---- RECORDS
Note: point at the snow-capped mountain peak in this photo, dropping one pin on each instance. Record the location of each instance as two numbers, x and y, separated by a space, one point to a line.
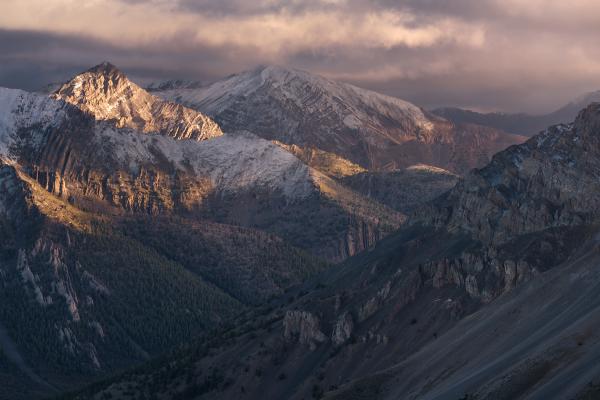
106 93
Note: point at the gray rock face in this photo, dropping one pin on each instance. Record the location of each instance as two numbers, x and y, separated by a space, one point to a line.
342 330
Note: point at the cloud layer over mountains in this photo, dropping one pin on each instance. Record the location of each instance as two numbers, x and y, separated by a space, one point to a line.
508 55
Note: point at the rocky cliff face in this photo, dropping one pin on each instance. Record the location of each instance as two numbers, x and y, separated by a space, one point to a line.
107 94
405 189
374 131
545 182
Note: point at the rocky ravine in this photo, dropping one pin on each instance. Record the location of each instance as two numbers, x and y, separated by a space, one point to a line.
374 131
85 157
404 319
107 94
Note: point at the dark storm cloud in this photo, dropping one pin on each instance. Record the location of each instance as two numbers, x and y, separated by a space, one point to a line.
490 54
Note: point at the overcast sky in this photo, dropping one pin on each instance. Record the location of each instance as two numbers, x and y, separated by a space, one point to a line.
507 55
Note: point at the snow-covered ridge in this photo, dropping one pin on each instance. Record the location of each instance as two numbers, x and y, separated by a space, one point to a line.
348 101
234 163
20 109
107 94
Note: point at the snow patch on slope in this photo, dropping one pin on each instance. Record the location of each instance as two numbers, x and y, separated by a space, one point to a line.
20 109
233 162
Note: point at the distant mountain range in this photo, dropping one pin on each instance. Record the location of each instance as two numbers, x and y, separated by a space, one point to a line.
275 235
490 293
520 123
375 131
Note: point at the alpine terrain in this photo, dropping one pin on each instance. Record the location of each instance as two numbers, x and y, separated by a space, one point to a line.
488 293
375 131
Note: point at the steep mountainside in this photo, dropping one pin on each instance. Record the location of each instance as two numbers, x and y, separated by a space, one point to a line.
374 131
107 94
405 189
492 297
83 155
89 282
520 124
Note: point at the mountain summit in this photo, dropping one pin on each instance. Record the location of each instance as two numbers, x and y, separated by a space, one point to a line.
106 93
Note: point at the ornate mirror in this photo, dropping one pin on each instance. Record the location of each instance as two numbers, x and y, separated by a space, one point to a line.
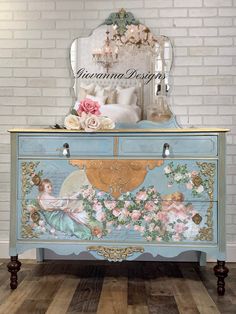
125 68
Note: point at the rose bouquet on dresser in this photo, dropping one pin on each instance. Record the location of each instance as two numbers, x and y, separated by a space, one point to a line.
86 116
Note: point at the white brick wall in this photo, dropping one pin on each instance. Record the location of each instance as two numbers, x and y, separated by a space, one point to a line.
35 81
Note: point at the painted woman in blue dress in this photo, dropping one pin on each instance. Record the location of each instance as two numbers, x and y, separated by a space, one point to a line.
63 214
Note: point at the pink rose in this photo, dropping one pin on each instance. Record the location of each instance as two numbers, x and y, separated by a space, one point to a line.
141 196
116 212
149 206
90 122
135 215
89 106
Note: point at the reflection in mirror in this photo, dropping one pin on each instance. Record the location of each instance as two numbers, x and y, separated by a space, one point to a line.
126 66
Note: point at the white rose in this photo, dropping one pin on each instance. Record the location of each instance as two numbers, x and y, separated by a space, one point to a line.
167 169
178 177
107 123
90 122
72 122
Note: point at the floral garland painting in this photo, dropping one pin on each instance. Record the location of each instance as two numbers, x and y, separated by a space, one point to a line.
90 213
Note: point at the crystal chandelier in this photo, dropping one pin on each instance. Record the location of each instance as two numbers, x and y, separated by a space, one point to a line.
135 36
106 56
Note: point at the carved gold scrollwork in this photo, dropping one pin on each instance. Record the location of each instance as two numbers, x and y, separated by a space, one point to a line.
208 170
116 176
116 254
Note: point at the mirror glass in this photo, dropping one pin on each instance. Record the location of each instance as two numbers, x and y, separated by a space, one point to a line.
126 67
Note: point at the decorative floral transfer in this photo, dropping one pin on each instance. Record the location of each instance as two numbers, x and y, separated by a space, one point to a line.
195 181
90 213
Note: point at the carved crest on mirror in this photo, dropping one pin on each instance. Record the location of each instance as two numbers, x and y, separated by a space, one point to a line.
125 67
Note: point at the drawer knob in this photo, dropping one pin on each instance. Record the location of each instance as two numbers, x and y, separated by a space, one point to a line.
166 150
66 150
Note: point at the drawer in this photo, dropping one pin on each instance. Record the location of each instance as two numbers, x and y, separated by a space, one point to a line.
172 224
188 146
53 145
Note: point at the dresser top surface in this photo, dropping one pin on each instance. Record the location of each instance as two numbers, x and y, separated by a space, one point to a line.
184 130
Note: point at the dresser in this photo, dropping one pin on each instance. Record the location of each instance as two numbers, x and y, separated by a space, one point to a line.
118 194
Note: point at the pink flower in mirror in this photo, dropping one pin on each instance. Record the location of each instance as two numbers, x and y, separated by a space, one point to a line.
89 106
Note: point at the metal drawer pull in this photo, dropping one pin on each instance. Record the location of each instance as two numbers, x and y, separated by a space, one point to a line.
66 150
166 150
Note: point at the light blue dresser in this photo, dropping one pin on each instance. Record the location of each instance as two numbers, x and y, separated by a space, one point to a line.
119 193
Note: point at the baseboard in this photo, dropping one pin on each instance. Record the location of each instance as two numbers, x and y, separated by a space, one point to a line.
4 251
31 254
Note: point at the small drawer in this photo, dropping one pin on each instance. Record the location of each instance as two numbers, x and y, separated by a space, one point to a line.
53 145
179 146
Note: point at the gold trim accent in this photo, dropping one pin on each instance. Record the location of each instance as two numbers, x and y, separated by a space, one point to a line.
208 170
116 146
116 176
116 254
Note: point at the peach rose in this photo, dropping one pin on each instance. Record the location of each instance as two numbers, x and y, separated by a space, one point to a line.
90 122
72 122
89 106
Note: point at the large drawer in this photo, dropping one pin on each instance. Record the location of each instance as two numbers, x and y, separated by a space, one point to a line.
180 146
52 146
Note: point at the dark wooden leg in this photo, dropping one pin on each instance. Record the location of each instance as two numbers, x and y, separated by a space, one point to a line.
13 267
221 272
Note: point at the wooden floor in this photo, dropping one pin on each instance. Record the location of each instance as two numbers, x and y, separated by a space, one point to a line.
107 288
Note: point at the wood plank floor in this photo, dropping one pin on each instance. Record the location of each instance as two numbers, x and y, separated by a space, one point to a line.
57 287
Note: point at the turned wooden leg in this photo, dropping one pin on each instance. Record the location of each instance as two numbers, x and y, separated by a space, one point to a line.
221 272
13 267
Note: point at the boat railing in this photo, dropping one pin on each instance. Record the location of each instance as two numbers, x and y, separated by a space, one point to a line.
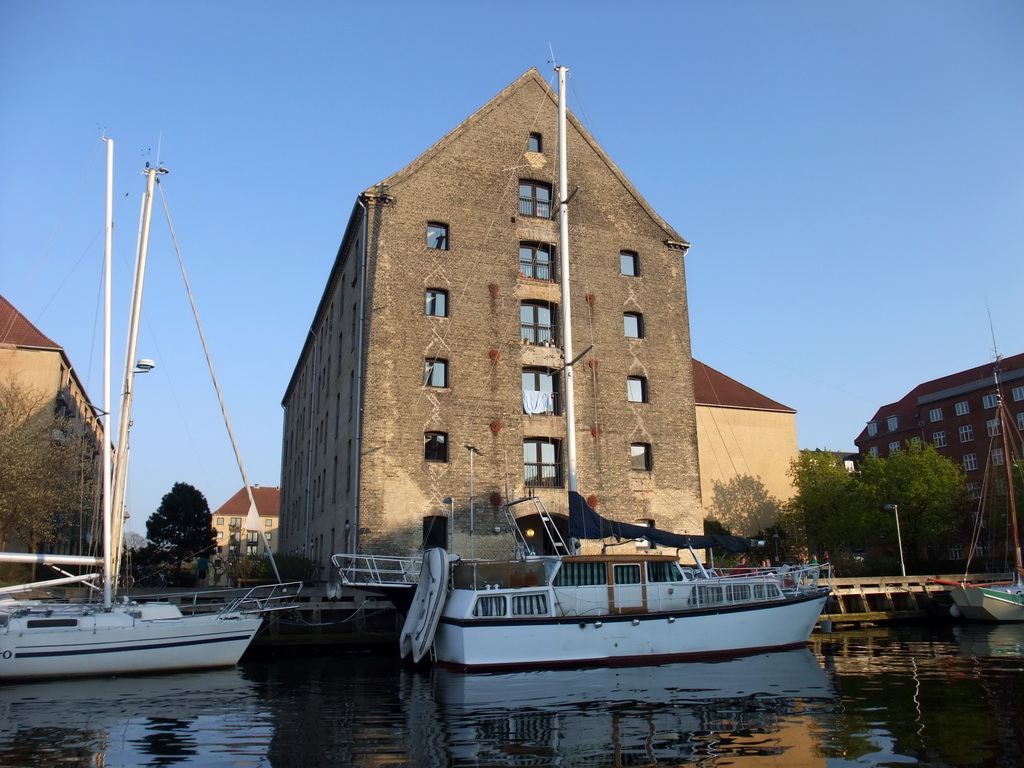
377 569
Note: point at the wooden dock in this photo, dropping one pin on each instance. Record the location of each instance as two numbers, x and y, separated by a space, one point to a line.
880 599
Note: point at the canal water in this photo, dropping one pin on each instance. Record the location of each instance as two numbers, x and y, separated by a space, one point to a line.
950 695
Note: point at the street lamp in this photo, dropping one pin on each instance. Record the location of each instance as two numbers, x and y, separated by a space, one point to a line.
899 538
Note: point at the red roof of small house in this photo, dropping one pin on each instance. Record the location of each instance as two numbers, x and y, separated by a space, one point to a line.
714 388
16 331
267 503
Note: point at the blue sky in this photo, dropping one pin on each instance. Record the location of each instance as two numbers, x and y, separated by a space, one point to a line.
851 175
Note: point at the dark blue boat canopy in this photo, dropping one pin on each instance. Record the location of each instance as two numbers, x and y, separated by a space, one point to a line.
586 523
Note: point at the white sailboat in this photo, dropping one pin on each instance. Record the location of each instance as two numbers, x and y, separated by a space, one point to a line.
567 608
44 639
997 602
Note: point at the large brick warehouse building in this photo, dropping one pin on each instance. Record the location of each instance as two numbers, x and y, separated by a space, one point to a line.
437 331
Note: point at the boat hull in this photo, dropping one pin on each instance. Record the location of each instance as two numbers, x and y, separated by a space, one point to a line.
629 638
119 642
1001 603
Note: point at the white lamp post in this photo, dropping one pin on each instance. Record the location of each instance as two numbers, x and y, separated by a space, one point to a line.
899 538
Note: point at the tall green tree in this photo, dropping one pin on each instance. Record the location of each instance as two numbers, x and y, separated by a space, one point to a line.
829 508
929 489
182 526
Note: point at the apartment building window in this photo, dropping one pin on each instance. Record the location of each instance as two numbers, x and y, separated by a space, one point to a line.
435 446
436 305
537 321
535 199
540 391
542 462
437 237
633 325
537 261
435 373
636 389
640 457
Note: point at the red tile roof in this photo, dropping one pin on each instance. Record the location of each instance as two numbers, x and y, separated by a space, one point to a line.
714 388
267 503
16 331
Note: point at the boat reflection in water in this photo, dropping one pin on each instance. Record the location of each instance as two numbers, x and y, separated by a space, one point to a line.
751 706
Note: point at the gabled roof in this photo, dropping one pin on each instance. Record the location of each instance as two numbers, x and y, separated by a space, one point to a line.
979 377
16 331
718 390
531 77
267 503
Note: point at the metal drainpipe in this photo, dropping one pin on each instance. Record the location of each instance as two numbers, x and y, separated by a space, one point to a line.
358 371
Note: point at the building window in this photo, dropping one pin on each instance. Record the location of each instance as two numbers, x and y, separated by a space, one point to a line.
636 389
435 373
536 260
435 446
640 457
436 302
537 321
535 199
540 391
542 463
633 325
437 237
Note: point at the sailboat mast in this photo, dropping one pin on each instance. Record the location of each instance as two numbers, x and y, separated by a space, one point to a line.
124 417
563 252
108 253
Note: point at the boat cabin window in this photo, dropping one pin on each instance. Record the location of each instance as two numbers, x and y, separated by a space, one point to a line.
582 574
489 605
529 605
664 571
48 624
629 573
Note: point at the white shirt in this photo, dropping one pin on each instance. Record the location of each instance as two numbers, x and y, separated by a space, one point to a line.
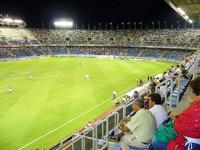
159 114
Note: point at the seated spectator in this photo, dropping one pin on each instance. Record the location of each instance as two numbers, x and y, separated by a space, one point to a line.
139 128
135 95
186 124
156 109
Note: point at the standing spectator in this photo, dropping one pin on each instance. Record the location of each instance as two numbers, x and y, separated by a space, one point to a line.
139 130
157 109
186 124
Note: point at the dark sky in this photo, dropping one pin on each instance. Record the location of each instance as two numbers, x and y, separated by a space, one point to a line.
36 12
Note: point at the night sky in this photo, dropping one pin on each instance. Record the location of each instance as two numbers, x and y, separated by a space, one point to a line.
35 12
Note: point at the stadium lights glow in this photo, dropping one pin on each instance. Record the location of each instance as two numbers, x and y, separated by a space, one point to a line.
7 20
186 17
190 21
63 24
17 21
181 11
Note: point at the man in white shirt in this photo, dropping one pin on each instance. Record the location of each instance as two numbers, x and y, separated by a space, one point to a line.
156 109
139 129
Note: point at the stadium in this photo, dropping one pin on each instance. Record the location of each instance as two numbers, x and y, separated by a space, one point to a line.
108 86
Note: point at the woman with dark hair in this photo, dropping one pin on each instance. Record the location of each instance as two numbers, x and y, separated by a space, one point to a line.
186 124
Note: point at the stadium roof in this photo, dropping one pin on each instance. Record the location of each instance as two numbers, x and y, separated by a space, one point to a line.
190 7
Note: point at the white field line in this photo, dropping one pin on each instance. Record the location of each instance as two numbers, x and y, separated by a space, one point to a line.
41 137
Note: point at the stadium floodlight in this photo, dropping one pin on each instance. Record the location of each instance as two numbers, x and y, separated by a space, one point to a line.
182 13
63 24
18 21
7 20
186 17
190 21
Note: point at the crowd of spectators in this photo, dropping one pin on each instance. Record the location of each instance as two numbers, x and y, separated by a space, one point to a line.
164 38
162 130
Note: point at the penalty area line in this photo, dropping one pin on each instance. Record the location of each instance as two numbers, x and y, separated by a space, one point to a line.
41 137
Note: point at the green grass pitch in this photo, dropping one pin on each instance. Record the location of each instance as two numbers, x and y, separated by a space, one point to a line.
59 94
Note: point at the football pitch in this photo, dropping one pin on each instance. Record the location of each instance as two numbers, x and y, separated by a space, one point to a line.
52 97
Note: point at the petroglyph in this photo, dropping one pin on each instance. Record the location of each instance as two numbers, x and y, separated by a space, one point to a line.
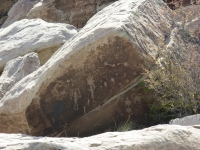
59 90
106 64
120 112
128 102
90 82
128 110
88 103
112 80
105 84
137 99
75 94
84 109
125 64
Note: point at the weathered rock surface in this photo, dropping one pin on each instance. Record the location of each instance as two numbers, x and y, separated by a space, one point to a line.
17 69
34 35
187 121
161 137
86 85
4 8
189 17
72 12
19 11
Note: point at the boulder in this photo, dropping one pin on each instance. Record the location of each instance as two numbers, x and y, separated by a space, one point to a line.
19 11
89 82
161 137
33 35
4 8
72 12
17 69
187 121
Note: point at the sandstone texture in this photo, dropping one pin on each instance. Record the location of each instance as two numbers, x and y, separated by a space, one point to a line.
4 8
17 69
187 121
161 137
33 35
90 81
19 11
72 12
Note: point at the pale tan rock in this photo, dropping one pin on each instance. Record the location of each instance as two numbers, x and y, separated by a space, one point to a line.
187 121
19 11
72 12
33 35
5 6
82 88
17 69
161 137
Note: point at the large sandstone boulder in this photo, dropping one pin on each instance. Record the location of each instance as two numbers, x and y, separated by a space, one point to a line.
72 12
187 121
19 11
162 137
4 8
34 35
89 82
17 69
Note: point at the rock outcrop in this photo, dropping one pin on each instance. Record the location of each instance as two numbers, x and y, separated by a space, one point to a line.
34 35
19 11
17 69
89 82
4 8
187 121
162 137
72 12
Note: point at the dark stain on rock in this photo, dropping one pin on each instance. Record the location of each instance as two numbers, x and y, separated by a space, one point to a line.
106 71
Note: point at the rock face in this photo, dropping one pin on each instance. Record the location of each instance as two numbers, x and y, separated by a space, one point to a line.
90 81
17 69
34 35
187 121
19 11
72 12
165 137
4 8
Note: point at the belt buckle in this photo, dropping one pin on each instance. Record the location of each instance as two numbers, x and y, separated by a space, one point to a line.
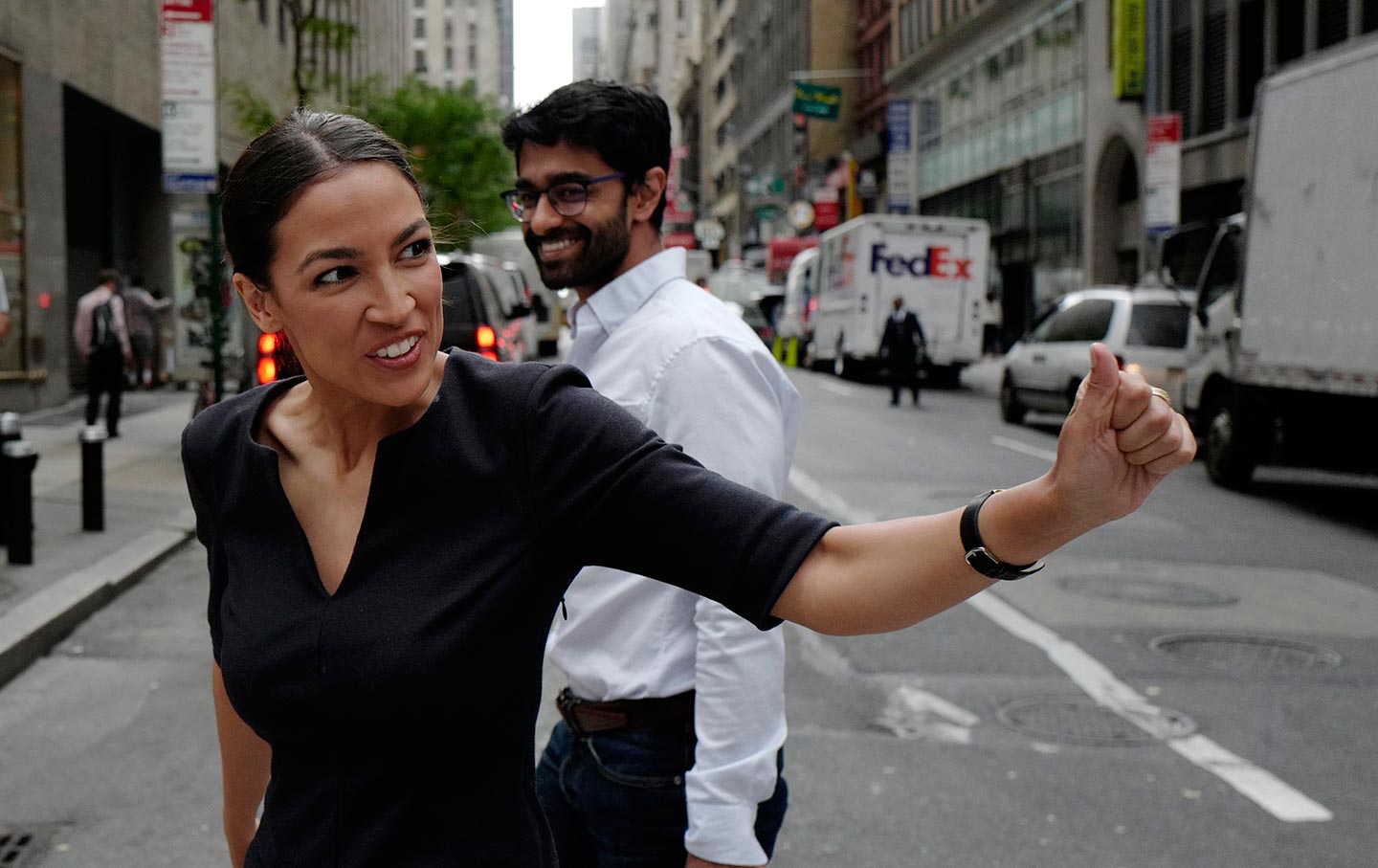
566 702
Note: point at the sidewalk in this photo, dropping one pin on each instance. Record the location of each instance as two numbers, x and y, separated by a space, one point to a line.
146 514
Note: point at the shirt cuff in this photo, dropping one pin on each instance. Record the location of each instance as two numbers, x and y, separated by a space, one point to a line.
723 834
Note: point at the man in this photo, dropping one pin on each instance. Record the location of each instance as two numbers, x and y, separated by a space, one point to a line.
901 346
143 313
102 341
670 748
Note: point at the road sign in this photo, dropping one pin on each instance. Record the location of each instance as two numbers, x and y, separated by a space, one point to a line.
1164 174
817 100
190 141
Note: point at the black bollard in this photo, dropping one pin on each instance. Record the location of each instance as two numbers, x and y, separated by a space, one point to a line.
9 433
93 479
19 457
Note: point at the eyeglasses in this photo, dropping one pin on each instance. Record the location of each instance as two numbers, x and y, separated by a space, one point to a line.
568 197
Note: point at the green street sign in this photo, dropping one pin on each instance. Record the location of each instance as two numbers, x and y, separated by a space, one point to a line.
817 100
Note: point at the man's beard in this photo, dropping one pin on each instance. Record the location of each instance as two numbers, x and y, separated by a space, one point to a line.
604 250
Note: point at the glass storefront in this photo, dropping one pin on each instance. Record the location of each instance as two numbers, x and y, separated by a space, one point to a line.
11 212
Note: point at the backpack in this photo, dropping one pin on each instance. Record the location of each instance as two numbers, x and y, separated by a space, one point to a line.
102 328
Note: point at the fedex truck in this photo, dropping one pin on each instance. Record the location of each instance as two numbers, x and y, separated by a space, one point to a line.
936 265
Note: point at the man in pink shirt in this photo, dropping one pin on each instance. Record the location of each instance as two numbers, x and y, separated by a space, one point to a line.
102 341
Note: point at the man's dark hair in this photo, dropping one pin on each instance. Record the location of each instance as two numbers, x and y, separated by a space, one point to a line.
278 167
627 127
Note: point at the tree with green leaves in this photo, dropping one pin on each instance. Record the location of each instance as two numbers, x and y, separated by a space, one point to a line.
320 32
456 150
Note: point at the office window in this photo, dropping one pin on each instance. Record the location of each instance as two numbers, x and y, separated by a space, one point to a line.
1180 72
1334 22
1250 54
1292 31
1214 37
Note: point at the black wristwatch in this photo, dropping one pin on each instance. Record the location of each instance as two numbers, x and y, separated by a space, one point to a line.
977 557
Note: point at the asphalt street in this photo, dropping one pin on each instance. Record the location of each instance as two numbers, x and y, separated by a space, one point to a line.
1193 685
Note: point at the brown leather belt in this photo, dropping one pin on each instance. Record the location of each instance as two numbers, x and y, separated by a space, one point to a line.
586 717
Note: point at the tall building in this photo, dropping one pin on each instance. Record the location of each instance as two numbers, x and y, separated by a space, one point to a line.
80 160
782 43
588 41
465 40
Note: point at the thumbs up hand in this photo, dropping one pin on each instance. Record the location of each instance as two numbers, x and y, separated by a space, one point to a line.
1118 444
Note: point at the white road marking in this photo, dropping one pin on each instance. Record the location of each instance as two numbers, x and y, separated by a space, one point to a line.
838 389
1257 784
1014 445
918 714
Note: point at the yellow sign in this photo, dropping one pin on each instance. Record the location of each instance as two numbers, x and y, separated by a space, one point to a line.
1127 41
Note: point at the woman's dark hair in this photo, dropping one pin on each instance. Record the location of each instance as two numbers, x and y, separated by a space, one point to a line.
629 128
273 171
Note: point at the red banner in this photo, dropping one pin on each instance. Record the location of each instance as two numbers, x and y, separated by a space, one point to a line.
189 10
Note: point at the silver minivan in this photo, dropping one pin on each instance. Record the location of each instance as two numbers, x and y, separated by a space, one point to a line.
1145 328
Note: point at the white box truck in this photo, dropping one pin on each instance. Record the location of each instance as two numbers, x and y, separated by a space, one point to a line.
1283 354
937 265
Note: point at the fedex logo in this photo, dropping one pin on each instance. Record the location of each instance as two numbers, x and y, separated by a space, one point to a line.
935 262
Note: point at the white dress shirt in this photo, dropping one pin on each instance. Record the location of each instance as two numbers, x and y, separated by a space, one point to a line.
692 370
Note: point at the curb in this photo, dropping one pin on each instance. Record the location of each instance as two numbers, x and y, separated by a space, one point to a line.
33 627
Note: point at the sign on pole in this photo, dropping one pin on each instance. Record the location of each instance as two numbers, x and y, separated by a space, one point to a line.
187 53
817 100
899 163
1164 174
1127 43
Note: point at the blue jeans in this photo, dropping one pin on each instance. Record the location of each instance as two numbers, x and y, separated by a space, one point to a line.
616 799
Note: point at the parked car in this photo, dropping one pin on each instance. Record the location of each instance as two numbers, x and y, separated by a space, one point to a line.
1145 328
482 310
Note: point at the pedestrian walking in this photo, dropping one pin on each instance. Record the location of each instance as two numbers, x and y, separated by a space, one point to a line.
390 535
143 316
102 341
670 749
901 350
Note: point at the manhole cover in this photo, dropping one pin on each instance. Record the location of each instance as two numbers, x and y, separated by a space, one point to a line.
22 848
1239 654
1149 591
1078 720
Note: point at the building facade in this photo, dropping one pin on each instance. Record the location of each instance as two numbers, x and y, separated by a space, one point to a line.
588 41
454 41
80 154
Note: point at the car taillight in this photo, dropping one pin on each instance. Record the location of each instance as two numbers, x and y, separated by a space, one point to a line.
487 341
268 364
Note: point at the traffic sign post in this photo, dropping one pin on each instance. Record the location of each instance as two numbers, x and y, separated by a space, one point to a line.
190 135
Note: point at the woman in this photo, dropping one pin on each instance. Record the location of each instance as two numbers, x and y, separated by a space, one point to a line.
390 535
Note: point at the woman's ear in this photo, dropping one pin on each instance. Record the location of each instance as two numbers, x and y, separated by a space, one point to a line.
259 303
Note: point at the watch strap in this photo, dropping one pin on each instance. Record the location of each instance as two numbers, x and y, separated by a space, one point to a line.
977 555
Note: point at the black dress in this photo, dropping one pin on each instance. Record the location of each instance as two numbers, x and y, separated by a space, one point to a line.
401 708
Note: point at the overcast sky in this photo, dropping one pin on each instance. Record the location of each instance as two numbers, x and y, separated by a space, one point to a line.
544 46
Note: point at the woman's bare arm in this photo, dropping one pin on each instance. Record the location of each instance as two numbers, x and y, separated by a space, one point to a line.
1115 447
244 770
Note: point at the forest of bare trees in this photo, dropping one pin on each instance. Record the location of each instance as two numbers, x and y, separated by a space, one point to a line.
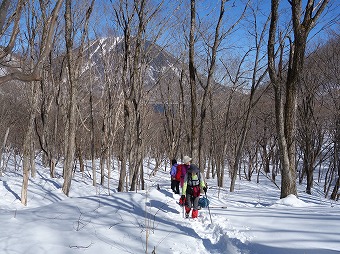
--------
## REQUIREMENT
Collect every line in the rows above that contains the string "street", with matching case. Copy each of those lines out in full.

## ANSWER TO THIS EXERCISE
Note: point at the street lamp in this photo, dropping one pin on each instance. Record the location of each instance as two numbers, x and y, separated by a space, one point to a line.
Note: point at the green street sign in this photo, dropping one pin on each instance. Record the location of each instance as two numbers, x and y, separated by a space, one point to a line.
Note: point at the asphalt street in this photo, dropping one pin on each instance. Record the location of each instance as two numbers, x and y, separated by a space, one point to a line.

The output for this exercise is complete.